(CHALLENGE) Please reproduce only the stretch of the records below from the line that contains "Target: cream pebble" through the line that contains "x=601 y=689", both ends included. Keep every line, but scale each x and y coordinate in the answers by 1.95, rounding to whole numbers with halves rounded up.

(SUPPLIED INFORMATION)
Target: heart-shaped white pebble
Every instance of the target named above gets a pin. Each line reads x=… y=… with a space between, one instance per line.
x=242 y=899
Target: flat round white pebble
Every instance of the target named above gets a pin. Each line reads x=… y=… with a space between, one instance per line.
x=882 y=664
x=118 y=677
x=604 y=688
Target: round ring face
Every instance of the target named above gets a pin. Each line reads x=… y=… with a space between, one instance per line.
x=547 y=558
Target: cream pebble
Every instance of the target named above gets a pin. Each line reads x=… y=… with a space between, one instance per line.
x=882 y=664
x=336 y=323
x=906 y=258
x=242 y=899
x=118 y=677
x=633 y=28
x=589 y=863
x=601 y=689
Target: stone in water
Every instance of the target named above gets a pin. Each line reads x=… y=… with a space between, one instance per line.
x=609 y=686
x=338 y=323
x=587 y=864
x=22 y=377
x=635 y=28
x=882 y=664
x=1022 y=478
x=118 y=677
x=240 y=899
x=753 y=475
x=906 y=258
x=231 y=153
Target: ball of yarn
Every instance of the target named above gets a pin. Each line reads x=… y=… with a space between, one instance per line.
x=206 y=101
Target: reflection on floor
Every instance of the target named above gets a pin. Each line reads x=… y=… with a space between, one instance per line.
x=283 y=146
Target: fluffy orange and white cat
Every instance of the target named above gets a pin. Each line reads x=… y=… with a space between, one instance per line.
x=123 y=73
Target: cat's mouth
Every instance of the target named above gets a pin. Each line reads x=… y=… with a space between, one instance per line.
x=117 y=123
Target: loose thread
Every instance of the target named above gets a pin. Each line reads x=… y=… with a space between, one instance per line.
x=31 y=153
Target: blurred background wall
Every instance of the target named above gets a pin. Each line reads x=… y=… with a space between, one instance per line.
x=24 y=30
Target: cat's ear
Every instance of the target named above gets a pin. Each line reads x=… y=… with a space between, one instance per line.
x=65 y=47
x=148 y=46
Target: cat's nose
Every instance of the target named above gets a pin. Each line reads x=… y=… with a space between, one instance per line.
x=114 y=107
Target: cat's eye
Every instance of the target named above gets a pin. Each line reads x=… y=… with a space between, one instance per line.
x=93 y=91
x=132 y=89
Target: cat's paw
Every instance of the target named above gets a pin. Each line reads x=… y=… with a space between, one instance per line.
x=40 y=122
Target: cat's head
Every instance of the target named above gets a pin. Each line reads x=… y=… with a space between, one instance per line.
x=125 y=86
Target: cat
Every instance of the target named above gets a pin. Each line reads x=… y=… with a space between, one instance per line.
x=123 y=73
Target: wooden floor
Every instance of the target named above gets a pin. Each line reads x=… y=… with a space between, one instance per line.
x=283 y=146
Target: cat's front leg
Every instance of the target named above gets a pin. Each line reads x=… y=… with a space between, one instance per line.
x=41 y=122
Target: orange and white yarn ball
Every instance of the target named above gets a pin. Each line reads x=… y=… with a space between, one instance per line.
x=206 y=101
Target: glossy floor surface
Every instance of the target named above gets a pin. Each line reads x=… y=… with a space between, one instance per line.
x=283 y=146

(ANSWER TO THE EXERCISE)
Target: cream pebble
Every instance of the target named above gets a pin. Each line reads x=… y=… with a space between, one instance per line.
x=1720 y=1295
x=655 y=630
x=1767 y=503
x=472 y=1753
x=230 y=1320
x=1234 y=55
x=1149 y=1683
x=1172 y=1344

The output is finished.